Problem to solve:
Could you print every record below exactly as it appears?

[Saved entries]
----------

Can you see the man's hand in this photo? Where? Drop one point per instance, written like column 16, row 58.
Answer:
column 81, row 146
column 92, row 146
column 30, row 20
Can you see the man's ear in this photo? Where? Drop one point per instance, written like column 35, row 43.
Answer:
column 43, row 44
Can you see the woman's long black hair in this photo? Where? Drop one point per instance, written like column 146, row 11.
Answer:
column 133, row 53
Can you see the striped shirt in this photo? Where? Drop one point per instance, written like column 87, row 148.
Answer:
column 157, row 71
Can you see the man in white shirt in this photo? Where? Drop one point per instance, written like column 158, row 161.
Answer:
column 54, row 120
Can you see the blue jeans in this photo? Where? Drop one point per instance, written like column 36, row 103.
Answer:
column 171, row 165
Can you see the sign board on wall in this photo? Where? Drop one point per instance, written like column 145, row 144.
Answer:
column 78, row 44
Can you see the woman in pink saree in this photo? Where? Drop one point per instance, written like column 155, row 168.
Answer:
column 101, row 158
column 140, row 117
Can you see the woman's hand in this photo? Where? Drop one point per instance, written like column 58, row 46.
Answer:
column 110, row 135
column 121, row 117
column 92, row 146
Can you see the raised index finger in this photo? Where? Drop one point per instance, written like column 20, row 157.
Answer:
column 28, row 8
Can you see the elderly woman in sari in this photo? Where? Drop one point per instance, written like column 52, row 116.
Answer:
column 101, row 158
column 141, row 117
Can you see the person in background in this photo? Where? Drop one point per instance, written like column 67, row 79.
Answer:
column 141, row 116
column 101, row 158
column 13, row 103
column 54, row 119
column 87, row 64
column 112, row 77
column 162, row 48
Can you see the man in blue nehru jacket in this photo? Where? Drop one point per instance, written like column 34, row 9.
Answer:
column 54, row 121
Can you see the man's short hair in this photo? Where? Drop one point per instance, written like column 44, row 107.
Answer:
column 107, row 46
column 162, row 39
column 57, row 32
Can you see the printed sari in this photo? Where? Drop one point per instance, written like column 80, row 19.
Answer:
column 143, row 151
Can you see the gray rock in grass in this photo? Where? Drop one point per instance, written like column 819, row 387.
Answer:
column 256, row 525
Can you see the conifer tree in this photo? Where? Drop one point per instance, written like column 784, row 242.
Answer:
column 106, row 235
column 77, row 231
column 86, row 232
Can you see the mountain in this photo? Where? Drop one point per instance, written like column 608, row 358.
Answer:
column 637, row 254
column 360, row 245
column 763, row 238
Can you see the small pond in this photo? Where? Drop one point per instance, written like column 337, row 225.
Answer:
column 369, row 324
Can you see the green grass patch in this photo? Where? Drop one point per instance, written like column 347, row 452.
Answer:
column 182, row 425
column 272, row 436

----------

Problem solution:
Can you see the man's hand in this photo? Where? Drop one point per instance, written like column 16, row 58.
Answer:
column 81, row 146
column 92, row 146
column 30, row 20
Can you see the man's ear in this photo? Where? Drop one point per instance, written like column 35, row 43.
Answer:
column 43, row 44
Can you see the woman's long black hair in this photo? Where? Drop one point per instance, written like column 146, row 11.
Answer:
column 133, row 53
Can you see the striped shirt in this photo? Where? Drop one point per instance, written like column 87, row 148.
Answer:
column 157, row 71
Can you see the man in white shirt in this photo? Where? Drop one point per instance, written like column 158, row 161.
Answer:
column 54, row 120
Can you see the blue jeans in this photo? Where? Drop one point per instance, written like column 36, row 103.
Answer:
column 171, row 165
Can you see the sign board on wall in this photo? Where? Drop one point per instance, written like column 145, row 144.
Answer:
column 78, row 44
Can you see the woman in pink saree in this photo? Where? Drop one point per instance, written like column 155, row 168.
Answer:
column 101, row 158
column 140, row 117
Can you see the woman's hand in this photo? Where? Drop one point per instance, written like column 58, row 46.
Answer:
column 110, row 135
column 121, row 117
column 92, row 146
Can you see the raised index finger in this photo? Where? Drop one point per instance, written like column 20, row 157.
Answer:
column 28, row 8
Can you see the elderly woman in sari in this photo? Where? Drop one point per instance, written like column 52, row 116.
Answer:
column 101, row 158
column 141, row 117
Can you see the person in background in this photo? Where? Drop one point per instance, written like column 67, row 79.
Answer:
column 141, row 116
column 101, row 158
column 13, row 103
column 54, row 119
column 87, row 64
column 112, row 77
column 162, row 48
Can you see the man in blue nehru jacket in this photo? Where? Drop one point per instance, written like column 34, row 9.
Answer:
column 54, row 121
Can you see the man's short hair in this photo? Where? Drop one point per instance, written like column 44, row 107.
Answer:
column 107, row 46
column 162, row 39
column 57, row 32
Can you see the printed sari in this photo? Where? Drop one point per instance, written like column 80, row 19.
Answer:
column 143, row 151
Can you see the gray rock in grass in this photo? Where? Drop one point per instance, written like column 819, row 387.
Answer:
column 256, row 525
Can you see the conifer tree in this photo? Where? Drop one point per instance, written like column 784, row 242.
Answer:
column 106, row 235
column 77, row 231
column 86, row 232
Can you see the mountain in this photo? Where? Drop one point per instance, written like column 608, row 358.
Answer:
column 637, row 254
column 360, row 245
column 763, row 238
Can you see the small pond in this photo? Where? Drop one point per instance, written like column 337, row 225.
Answer:
column 369, row 324
Can you see the green grass patch in this photo? Where? Drop one point per instance, written like column 347, row 452.
Answer:
column 182, row 425
column 272, row 436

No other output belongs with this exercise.